Records excerpted from a collection:
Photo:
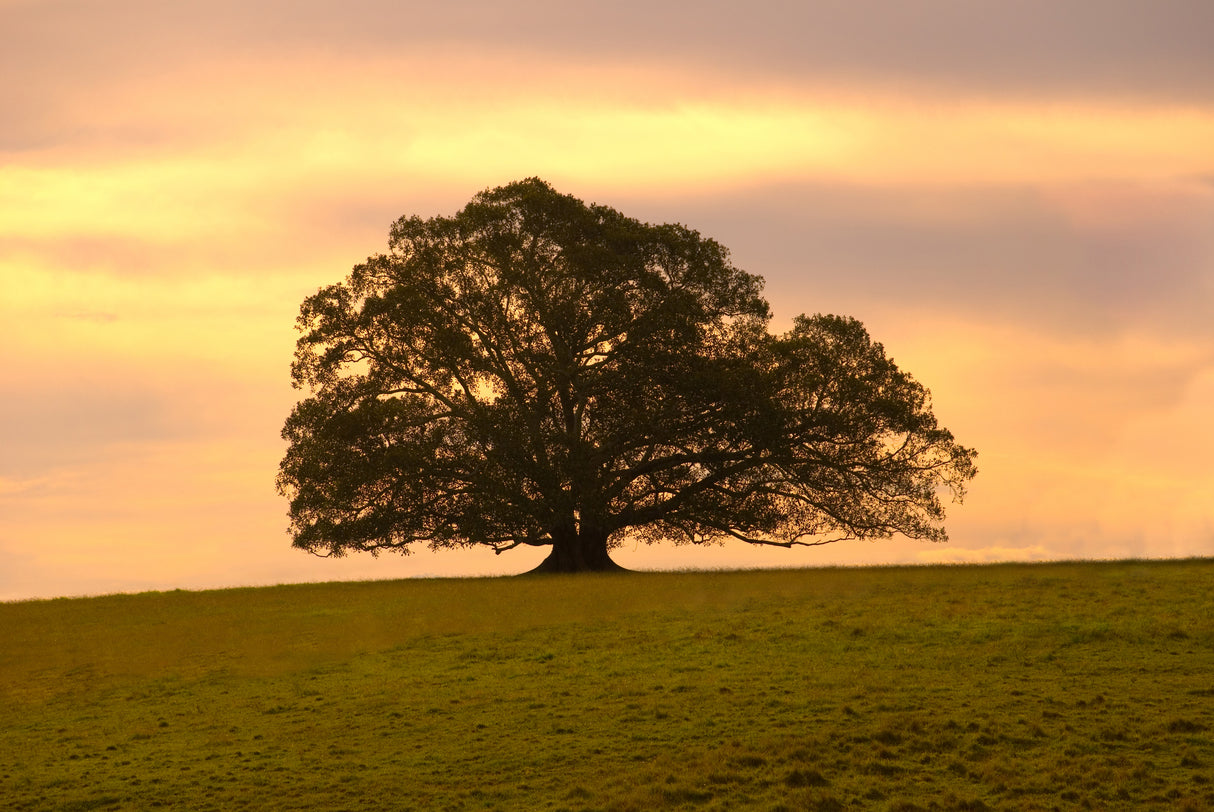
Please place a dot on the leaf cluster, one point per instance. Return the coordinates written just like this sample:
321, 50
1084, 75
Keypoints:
533, 364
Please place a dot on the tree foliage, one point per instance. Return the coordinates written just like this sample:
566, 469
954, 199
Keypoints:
538, 372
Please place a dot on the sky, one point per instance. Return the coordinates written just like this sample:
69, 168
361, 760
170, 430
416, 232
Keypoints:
1015, 198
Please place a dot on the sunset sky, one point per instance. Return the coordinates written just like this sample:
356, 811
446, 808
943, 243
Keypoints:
1015, 198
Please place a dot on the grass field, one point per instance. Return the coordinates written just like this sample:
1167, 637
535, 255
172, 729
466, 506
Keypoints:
1005, 687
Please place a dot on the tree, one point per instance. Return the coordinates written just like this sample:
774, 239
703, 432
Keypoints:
538, 372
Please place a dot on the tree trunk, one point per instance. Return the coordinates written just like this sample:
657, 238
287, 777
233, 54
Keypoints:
576, 551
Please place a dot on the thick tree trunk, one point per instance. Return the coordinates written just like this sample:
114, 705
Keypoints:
574, 551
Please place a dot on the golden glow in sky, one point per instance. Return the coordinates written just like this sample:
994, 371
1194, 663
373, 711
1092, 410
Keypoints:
1028, 228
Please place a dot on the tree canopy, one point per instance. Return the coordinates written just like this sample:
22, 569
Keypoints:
534, 370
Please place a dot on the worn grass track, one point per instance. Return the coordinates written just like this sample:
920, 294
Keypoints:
1019, 687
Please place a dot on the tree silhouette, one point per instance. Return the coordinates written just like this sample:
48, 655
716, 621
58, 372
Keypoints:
538, 372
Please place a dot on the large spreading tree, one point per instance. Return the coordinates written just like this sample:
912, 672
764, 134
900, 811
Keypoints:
538, 372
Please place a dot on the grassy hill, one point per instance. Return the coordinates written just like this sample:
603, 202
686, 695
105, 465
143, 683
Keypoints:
1020, 687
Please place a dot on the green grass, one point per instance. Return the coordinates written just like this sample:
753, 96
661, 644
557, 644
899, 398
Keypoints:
1013, 687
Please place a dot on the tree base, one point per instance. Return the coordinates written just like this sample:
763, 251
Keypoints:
574, 561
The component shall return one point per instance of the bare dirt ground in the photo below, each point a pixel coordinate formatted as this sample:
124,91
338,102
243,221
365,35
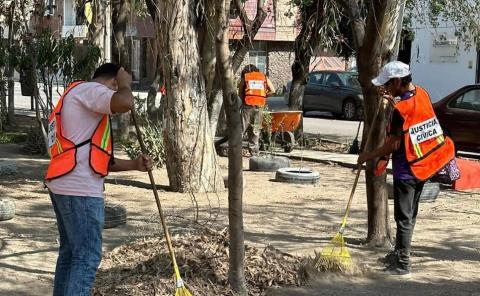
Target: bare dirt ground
298,219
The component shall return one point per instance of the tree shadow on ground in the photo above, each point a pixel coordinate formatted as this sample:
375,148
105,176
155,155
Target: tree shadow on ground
348,286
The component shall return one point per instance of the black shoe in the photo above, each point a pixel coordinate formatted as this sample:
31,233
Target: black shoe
395,271
389,259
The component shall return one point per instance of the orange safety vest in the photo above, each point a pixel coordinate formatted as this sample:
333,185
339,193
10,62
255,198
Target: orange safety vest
64,152
255,89
427,149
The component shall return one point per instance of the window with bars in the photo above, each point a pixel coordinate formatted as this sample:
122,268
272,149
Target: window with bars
259,59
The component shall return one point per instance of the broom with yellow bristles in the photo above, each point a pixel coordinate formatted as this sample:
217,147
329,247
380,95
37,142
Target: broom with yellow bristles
180,289
335,256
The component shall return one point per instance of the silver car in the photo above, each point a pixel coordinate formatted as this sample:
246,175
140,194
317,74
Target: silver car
336,92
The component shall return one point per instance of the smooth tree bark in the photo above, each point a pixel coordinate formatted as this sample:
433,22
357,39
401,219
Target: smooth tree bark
10,68
311,17
120,12
236,272
373,40
250,30
97,28
190,153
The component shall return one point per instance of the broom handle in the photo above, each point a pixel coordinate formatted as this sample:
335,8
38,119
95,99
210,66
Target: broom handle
155,192
359,168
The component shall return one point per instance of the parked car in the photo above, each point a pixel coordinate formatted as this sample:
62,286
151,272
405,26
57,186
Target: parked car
459,115
336,92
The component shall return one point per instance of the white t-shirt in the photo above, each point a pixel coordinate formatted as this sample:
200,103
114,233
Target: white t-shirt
83,108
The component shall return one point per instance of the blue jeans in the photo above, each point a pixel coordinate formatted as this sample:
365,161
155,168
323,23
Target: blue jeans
80,223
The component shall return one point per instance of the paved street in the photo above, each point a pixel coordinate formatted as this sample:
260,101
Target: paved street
315,123
322,124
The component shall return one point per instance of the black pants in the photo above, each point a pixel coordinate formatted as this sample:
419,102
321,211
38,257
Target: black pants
406,198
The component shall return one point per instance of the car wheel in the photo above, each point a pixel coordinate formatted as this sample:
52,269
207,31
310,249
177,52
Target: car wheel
349,109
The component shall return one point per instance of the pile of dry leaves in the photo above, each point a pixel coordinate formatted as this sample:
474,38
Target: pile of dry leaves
144,268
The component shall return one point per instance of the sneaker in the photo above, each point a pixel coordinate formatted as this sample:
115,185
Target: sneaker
389,259
394,271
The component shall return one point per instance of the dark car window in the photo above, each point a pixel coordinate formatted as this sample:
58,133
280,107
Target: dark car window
468,101
350,79
332,79
315,78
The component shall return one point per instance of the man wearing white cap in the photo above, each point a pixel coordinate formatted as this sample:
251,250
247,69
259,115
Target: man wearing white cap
419,149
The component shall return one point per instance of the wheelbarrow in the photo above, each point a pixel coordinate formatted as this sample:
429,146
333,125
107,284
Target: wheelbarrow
282,127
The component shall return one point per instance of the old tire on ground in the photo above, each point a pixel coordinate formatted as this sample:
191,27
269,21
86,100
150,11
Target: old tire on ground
429,194
268,163
288,142
7,209
115,215
297,176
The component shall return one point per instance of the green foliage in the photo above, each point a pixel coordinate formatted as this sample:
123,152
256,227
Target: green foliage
152,137
56,57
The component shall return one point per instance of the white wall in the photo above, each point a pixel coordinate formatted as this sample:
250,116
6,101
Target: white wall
440,78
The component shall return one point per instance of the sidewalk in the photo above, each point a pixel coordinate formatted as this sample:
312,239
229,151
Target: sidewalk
345,160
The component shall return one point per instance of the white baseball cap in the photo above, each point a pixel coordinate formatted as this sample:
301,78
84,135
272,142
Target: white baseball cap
391,70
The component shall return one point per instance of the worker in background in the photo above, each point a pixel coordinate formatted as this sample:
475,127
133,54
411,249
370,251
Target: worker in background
81,147
253,90
420,150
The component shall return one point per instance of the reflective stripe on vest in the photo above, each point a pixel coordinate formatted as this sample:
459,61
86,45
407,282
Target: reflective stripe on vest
426,148
63,151
255,89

DIRECTIONS FOR THIS TASK
Every line in the data above that contains "trunk" needs to be copied.

ANSWER SECTION
Please place a dot on the tree trunk, one point per instance. Return the coordinates written just like this sample:
Please place a dot on the thick tree trunk, one point per instance. Return the coordinates written just like this sample:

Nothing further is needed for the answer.